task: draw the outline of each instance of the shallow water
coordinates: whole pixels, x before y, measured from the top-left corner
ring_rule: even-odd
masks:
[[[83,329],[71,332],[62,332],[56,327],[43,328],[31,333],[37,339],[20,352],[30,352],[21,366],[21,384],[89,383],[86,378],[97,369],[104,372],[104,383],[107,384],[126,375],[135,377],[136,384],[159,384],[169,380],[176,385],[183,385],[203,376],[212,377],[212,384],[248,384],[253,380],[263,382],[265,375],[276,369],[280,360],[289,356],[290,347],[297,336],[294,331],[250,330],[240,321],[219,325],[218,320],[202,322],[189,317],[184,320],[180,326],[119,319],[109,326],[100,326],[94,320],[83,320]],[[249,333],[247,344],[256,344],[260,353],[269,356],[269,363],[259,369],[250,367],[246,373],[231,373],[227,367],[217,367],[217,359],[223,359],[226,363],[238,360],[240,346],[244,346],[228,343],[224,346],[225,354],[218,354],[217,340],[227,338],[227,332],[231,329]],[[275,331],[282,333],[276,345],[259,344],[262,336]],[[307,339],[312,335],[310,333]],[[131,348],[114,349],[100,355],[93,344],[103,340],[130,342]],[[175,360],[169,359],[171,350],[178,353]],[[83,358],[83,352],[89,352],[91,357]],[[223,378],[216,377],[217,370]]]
————
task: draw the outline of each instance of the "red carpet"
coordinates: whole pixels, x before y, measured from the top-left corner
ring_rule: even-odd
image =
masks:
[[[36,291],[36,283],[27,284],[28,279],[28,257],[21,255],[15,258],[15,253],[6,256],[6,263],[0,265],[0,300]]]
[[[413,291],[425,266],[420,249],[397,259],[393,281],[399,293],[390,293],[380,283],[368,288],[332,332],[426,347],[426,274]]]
————
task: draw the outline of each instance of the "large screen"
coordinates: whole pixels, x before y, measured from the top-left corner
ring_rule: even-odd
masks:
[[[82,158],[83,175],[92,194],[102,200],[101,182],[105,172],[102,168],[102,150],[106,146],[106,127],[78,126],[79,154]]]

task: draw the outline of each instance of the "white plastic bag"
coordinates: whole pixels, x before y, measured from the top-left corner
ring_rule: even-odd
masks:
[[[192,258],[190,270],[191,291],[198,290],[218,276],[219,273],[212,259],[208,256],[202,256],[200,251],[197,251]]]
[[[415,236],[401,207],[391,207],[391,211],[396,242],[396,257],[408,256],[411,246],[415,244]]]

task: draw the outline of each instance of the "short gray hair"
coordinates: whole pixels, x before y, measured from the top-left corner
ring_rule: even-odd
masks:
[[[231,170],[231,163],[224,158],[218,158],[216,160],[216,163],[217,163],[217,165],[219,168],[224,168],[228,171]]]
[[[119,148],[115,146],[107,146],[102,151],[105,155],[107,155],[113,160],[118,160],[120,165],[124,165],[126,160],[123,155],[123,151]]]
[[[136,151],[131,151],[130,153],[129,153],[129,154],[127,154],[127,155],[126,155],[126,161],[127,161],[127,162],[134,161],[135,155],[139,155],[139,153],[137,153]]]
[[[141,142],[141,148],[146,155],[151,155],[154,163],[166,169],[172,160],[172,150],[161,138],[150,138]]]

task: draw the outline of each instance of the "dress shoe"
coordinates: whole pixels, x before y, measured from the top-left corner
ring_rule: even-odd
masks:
————
Please collect every line in the records above that contains the word "instance", and copy each of those lines in full.

task: draw the outline of each instance of the shallow water
task: draw the outline of each instance of the "red carpet"
task: draw the outline of each instance of the "large screen"
task: draw the outline of each instance of the "white plastic bag"
task: draw the outline of each instance of the "short gray hair"
task: draw the outline of each instance of the "dress shoe"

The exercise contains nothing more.